## [Exercise instructions]
What is needed here is an exact repetition of the records below, beginning at the line that has "Could you please drop a point on the clear" and stopping after the line that has "Could you please drop a point on the grass".
***** Data in this exercise *****
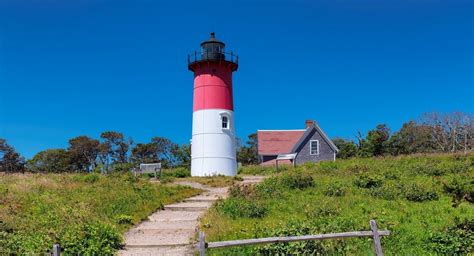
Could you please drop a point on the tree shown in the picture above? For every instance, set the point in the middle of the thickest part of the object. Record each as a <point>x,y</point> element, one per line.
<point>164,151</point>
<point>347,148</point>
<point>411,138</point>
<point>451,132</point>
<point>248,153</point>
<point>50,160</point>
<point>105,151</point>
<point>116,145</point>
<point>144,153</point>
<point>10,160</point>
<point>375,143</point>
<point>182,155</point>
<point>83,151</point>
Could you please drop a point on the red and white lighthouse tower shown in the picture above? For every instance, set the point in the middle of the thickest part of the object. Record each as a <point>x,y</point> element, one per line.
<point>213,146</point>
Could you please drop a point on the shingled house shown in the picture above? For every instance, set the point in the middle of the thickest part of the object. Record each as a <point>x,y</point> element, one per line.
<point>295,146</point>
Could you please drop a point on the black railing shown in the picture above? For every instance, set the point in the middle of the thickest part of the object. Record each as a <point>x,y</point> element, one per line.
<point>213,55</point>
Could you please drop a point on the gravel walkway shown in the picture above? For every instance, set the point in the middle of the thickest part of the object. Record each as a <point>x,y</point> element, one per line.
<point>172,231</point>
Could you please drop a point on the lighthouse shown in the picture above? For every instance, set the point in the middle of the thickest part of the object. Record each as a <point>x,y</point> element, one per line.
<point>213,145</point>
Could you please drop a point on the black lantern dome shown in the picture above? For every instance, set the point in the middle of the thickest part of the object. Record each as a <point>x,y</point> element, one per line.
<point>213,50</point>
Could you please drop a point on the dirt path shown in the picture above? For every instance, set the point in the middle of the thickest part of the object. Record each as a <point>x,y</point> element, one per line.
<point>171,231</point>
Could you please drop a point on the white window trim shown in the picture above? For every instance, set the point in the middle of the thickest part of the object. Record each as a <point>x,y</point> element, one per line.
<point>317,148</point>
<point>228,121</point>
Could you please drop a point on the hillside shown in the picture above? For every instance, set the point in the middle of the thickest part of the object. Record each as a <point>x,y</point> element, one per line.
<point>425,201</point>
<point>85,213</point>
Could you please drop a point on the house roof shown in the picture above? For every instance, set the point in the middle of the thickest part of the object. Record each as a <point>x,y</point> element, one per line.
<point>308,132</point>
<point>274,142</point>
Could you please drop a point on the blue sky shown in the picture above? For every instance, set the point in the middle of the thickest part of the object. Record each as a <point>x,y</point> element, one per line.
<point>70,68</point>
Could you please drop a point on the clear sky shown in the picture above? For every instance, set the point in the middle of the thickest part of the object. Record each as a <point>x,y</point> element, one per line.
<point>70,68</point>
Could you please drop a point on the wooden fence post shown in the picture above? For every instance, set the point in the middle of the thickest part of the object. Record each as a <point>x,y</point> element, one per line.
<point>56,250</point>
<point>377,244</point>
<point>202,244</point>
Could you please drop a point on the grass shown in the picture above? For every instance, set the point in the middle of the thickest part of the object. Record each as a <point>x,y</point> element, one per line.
*****
***** Data in this exercise *****
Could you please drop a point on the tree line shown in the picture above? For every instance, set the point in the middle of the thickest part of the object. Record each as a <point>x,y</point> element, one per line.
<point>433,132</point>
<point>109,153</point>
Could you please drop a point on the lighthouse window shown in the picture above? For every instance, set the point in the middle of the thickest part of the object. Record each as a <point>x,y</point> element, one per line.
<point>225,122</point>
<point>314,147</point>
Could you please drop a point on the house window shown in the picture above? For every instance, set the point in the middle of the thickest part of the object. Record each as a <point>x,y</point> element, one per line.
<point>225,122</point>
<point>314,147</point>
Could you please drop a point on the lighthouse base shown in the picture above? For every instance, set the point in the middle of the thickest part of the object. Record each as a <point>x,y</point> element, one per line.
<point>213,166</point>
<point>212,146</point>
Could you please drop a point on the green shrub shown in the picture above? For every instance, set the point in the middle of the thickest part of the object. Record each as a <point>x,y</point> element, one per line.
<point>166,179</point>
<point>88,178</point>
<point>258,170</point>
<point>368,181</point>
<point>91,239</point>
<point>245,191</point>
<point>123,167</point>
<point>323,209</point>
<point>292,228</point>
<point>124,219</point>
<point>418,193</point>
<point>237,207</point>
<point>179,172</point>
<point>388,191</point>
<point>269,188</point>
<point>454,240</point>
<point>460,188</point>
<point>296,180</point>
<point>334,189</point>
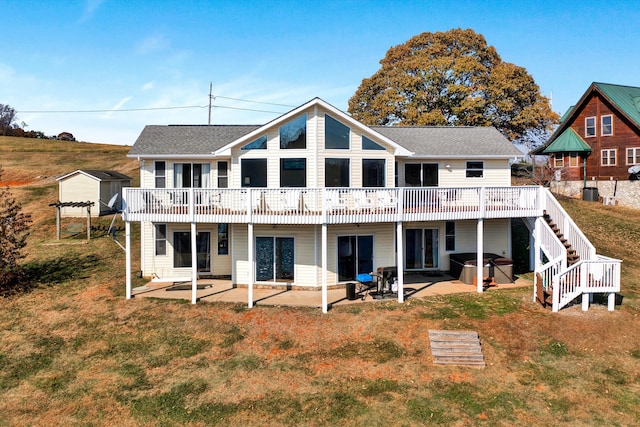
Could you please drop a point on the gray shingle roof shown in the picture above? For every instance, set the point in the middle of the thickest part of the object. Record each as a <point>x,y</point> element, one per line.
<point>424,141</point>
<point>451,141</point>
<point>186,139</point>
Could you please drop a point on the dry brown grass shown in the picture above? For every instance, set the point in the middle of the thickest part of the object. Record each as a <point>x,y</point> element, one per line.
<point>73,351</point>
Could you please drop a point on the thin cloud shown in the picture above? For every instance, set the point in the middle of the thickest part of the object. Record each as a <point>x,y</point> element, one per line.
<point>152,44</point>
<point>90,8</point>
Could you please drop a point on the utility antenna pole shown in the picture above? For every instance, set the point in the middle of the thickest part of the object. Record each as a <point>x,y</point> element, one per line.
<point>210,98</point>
*****
## [Output]
Could you please drop a point on the clear sky shown in the picture above? For every instance, set the point in the middle of the thickest part of the object. Record each as a <point>x,y</point> element, one per line.
<point>70,68</point>
Could you please drop a point on the wooden fence post shown in the picture above? For every instance, set the point in the middle of the thickest part of the object. Record each as a <point>x,y</point> element, one per line.
<point>56,250</point>
<point>377,244</point>
<point>202,244</point>
Could you please drop a point on the grass shown in the picture above? For every instance, set the point in the middle of the thickest part of the object. Record each as a <point>x,y</point> element, one per line.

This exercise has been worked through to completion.